• **Exercise details**: Strip out the pictures and transcribe the records that follow exactly.

• **Records to use**:
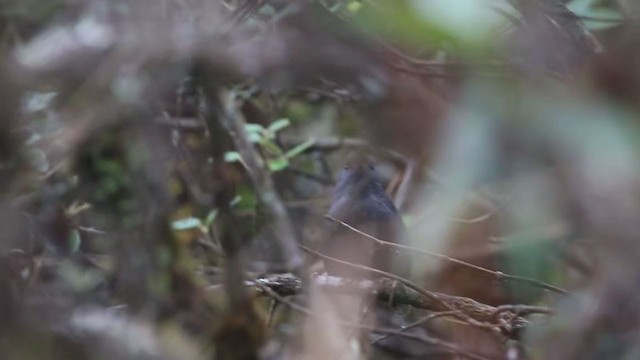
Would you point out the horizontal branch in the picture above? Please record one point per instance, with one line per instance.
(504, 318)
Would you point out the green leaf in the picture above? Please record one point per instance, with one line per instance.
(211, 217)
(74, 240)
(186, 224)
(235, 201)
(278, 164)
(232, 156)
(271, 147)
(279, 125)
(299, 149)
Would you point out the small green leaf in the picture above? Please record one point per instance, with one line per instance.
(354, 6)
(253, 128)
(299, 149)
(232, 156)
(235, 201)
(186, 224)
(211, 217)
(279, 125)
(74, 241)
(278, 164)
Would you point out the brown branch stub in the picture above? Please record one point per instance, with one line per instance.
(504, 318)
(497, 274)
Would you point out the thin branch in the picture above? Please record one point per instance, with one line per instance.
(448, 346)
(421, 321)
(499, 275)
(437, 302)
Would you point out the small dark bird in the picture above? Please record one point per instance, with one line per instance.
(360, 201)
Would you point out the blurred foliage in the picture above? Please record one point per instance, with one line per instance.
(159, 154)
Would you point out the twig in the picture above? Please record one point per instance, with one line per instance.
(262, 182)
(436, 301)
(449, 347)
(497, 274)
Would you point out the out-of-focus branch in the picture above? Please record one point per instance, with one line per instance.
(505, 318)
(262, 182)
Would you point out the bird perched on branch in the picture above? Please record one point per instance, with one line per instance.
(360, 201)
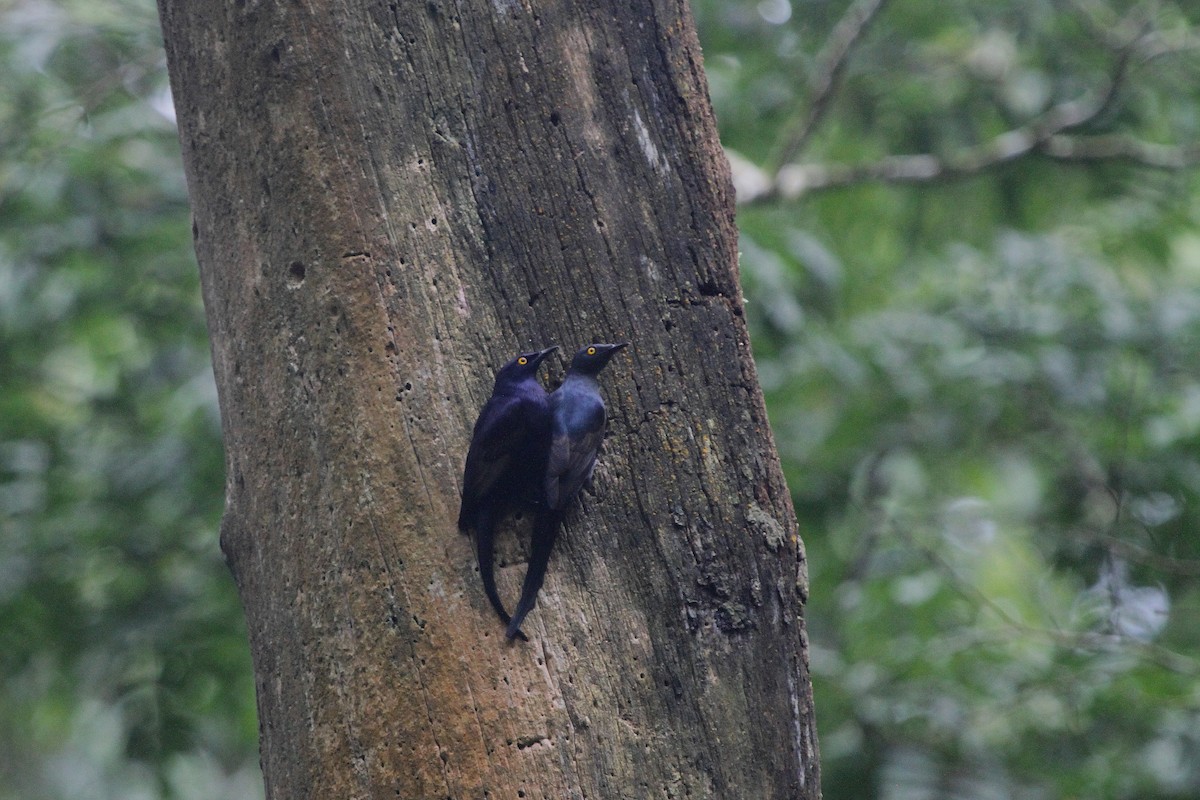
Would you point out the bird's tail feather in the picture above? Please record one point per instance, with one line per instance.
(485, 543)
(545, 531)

• **Written answer**:
Would you point out the horizontal branch in the picture above? Please record one point per instance, with one line per instance.
(504, 318)
Would you point out the green leaf in the picture above? Please record one point per instance, with one line per instance.
(211, 217)
(74, 240)
(186, 224)
(235, 201)
(278, 164)
(232, 156)
(271, 147)
(279, 125)
(299, 149)
Would you point out the small green leaf in the picture above? Please record one point per instance, with one line per instance.
(354, 6)
(253, 128)
(299, 149)
(232, 156)
(235, 201)
(186, 224)
(211, 217)
(279, 125)
(74, 241)
(278, 164)
Would you point out the brown branch stub in the picture above? Please record one point per instance, with one line per instance.
(504, 318)
(497, 274)
Would you point out the thin branch in the picture above? Please record one point per instance, with one line per instance.
(448, 346)
(421, 321)
(499, 275)
(437, 302)
Would you point out the small dark bird in the picture above? Please record one point per instance, with one line per instance.
(360, 201)
Would you point out the blurred foliage in the picture above? Please record one point per instance, with one line per instance.
(159, 154)
Would you point out the twig in the picture above? Please record one point per instance, with one line per instance.
(262, 182)
(436, 301)
(449, 347)
(497, 274)
Would you point out the out-of-focus branch in the picture above? Please record one point per instance, with one line per instance.
(505, 318)
(262, 182)
Would you point out the bird perched on branch in the picture above? Please record one point per instance, with one line per instance.
(360, 201)
Would you point out the bird's tail feather in the picture above? Please record one point per instance, with one line per instance.
(485, 543)
(545, 531)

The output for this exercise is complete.